* [Text shown]
= = = =

# The perfect shade of Browny-Blonde?



## pinksugar (Nov 6, 2009)

Ok MUTers! I need a hand! I'm thinking of going from brunette to very pale brown, something that still looks natural with my skintone, but has a streaky, blonde-ness to it also.

I can't find a single picture of the kind of colour I'm looking for! can you guys give me some inspiration? I want something that is pale brown, with a little bit of blonde, and everything I've seen is too light or too dark.


----------



## pinksugar (Nov 6, 2009)

hmm This is the closest I can find, what do you guys reckon?


----------



## internetchick (Nov 6, 2009)




----------



## pinksugar (Nov 6, 2009)

thanks, that's the kind of thing I'm thinking of, but I have no idea what to google to find more images, lol


----------



## StereoXGirl (Nov 6, 2009)

That's a really pretty color, Rosie!

= = = =

* [Material provided]

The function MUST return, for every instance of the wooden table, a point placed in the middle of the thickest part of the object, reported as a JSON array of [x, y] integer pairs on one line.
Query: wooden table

= = = =

* [To do]
**1)** In the hair color thread, what color does the first poster currently have?
**2)** In the hair color thread, take the part that opens with the words containing "# The perfect" and closes with "to it also.", and give it again with "brunette" switched to "redhead".

* [Answers for the tasks]
**1)** Brunette.

**2)**
# The perfect shade of Browny-Blonde?



## pinksugar (Nov 6, 2009)

Ok MUTers! I need a hand! I'm thinking of going from redhead to very pale brown, something that still looks natural with my skintone, but has a streaky, blonde-ness to it also.